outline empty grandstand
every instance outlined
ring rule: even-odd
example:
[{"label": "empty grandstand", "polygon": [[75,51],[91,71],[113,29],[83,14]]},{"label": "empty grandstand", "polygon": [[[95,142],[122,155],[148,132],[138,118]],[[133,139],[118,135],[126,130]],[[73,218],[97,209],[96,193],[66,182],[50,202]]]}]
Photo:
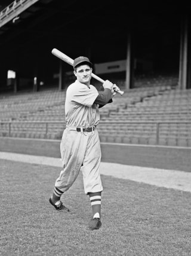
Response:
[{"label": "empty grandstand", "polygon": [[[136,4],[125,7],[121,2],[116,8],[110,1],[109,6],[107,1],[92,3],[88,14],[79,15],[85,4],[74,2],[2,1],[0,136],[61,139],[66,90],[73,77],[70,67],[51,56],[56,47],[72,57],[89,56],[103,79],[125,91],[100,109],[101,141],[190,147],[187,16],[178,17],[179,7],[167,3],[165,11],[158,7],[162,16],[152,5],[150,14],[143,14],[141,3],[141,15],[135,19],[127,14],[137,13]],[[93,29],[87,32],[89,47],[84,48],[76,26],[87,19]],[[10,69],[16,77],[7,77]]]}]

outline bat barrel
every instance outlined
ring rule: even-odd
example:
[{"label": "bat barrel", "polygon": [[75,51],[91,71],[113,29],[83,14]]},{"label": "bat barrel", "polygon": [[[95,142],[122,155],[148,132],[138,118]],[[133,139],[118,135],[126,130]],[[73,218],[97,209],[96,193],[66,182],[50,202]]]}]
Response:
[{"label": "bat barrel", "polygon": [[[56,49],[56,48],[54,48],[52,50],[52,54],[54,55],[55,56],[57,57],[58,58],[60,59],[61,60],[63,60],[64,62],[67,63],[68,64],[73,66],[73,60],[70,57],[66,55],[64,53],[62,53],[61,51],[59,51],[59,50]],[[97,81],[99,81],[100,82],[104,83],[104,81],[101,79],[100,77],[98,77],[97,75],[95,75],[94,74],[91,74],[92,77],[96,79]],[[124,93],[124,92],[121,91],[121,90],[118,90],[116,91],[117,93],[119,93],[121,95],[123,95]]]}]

________________________

Update the stretch from the line containing "outline bat barrel" through the end of the items by replacing "even-odd" with "nonzero". Return only those lines, with everything else unchanged.

_EXERCISE RESPONSE_
outline bat barrel
every instance outlined
ring rule: nonzero
example:
[{"label": "bat barrel", "polygon": [[75,51],[91,71],[113,29],[83,14]]},{"label": "bat barrel", "polygon": [[[95,142],[122,155],[148,132],[138,118]],[[133,139],[118,135],[126,130]],[[73,218],[97,209],[96,193],[66,182],[50,202]]]}]
Response:
[{"label": "bat barrel", "polygon": [[[56,49],[56,48],[54,48],[52,50],[52,54],[54,55],[55,56],[57,57],[58,58],[60,59],[61,60],[63,60],[64,62],[67,63],[68,64],[73,66],[73,60],[70,57],[66,55],[64,53],[62,53],[61,51],[59,51],[59,50]],[[97,81],[99,81],[100,82],[104,83],[104,81],[101,79],[100,77],[98,77],[97,75],[95,75],[94,74],[91,74],[92,77],[96,79]],[[124,93],[124,92],[121,91],[121,90],[118,90],[116,91],[117,93],[119,93],[121,95],[123,95]]]}]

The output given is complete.